- [Task instructions] Reproduce all entries below verbatim. Skip the pictures.

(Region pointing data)
Content starts
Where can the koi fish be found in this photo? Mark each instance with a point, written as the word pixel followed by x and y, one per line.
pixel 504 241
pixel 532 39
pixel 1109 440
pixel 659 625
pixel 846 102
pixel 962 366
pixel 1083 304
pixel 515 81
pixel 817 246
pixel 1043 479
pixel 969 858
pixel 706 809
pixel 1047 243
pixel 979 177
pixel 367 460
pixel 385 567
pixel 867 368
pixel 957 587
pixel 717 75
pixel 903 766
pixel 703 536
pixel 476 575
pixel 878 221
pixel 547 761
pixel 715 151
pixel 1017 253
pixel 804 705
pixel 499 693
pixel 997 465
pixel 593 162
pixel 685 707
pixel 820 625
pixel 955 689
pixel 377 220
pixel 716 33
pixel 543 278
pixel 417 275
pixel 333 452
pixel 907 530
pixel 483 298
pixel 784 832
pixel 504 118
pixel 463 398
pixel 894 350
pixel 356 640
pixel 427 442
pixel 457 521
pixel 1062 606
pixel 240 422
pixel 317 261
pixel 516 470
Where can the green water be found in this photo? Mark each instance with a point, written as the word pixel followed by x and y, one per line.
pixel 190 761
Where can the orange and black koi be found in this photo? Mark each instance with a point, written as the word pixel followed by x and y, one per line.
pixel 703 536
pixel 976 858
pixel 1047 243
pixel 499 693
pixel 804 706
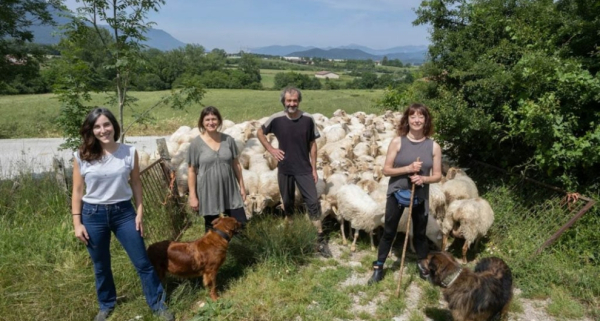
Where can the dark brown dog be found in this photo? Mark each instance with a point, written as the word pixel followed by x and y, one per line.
pixel 202 257
pixel 478 295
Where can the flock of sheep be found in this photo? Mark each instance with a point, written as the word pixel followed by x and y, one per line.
pixel 351 185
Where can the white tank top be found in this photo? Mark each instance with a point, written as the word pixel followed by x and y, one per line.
pixel 107 180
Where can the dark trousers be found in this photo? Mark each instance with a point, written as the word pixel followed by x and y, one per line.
pixel 392 217
pixel 308 189
pixel 238 213
pixel 119 218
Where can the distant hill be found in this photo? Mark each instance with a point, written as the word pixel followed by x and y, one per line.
pixel 278 50
pixel 335 53
pixel 46 34
pixel 406 54
pixel 417 57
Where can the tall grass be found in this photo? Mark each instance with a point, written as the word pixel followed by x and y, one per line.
pixel 526 215
pixel 26 116
pixel 271 271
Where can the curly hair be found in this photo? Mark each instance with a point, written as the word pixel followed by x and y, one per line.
pixel 416 108
pixel 90 148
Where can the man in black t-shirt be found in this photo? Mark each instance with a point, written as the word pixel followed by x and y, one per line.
pixel 296 133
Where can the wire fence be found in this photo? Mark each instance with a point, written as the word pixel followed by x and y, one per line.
pixel 538 212
pixel 165 213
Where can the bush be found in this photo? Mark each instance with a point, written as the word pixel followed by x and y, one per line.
pixel 269 238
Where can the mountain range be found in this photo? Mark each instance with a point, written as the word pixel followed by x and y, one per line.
pixel 162 40
pixel 406 54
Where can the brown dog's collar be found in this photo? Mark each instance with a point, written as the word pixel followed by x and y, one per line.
pixel 451 278
pixel 222 234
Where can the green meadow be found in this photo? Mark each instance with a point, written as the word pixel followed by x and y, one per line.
pixel 28 116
Content ends
- [Response]
Where can the koi fish be found in this photo? Mark each instance with a point, written as the word pixel followed by x and y, one per line.
pixel 504 241
pixel 532 39
pixel 1109 440
pixel 659 625
pixel 846 102
pixel 962 366
pixel 1083 304
pixel 515 81
pixel 817 246
pixel 1043 479
pixel 969 858
pixel 706 809
pixel 1047 243
pixel 979 177
pixel 367 460
pixel 385 567
pixel 867 368
pixel 957 587
pixel 717 75
pixel 903 766
pixel 703 536
pixel 476 575
pixel 878 221
pixel 547 761
pixel 715 151
pixel 1017 253
pixel 804 705
pixel 499 693
pixel 997 465
pixel 593 162
pixel 685 707
pixel 820 625
pixel 955 689
pixel 377 220
pixel 716 33
pixel 543 278
pixel 417 275
pixel 333 452
pixel 907 530
pixel 483 298
pixel 784 832
pixel 504 118
pixel 463 398
pixel 894 350
pixel 356 640
pixel 427 442
pixel 457 521
pixel 1062 606
pixel 240 422
pixel 317 261
pixel 516 470
Where can the green water be found in this photo? Mark each instance with a point, written as the word pixel followed by x and y, one per line.
pixel 190 761
Where can the orange and black koi be found in this photo? Mark each instance with a point, written as the word pixel followed by x and y, one per line.
pixel 703 536
pixel 976 858
pixel 1047 243
pixel 499 693
pixel 804 706
Where can the dark brown dog be found in this photo? Mark each instance with a point, written as the word pixel followed by x and y, one per line.
pixel 202 257
pixel 478 295
Where can the flock of sheep be found in this photo? Mark each instance with a point, written as the word pixel followed by x and y, one per line.
pixel 351 185
Where can the white tank top be found in this photo? Mark each instance with a point, written as the word pixel followed by x and y, one per line.
pixel 107 180
Where can the dark trousers be found in this photo? Mark each instance with a point, written as the word pixel followed by x and y, one per line.
pixel 392 217
pixel 308 189
pixel 238 213
pixel 119 218
Where can the distant hill be found in this photo? Mark each instance with a point, written as the word pixel followed by x and y, one per line.
pixel 278 50
pixel 335 53
pixel 46 34
pixel 406 54
pixel 417 57
Where can the tall grass be found in this photo? Mark each instance with a point, written as the word pixel followed by x and y, one per line.
pixel 526 215
pixel 26 116
pixel 271 271
Where can the curly hair be found in this photo? Mark each instance with a point, written as the word pixel followed by x and y, one per line.
pixel 416 108
pixel 90 148
Where can the man in black t-shirt be found in this photo? Mark each instance with a point, written as the word pixel followed by x and y, one per line.
pixel 296 133
Where can the wire fence be found in this photo? Mark each instance with a point, written as the word pixel followed by x and y, one per line.
pixel 538 212
pixel 165 213
Where can the bush be found in this photo? Mark each instance with a point, written as the word pixel followed by x and y, one per line.
pixel 269 238
Where can the mountain range be found in this photo? Mark each instance with a point, written as the word pixel followed by x and y, one per line.
pixel 162 40
pixel 406 54
Where can the brown dog's collar be found in this photo? Mark each instance with a point, written as the word pixel followed by x and y, one per line.
pixel 451 278
pixel 222 234
Where can the green meadow be found in this photo? Mark each instance with a point, written as the word pixel followed by x and y, one per line.
pixel 28 116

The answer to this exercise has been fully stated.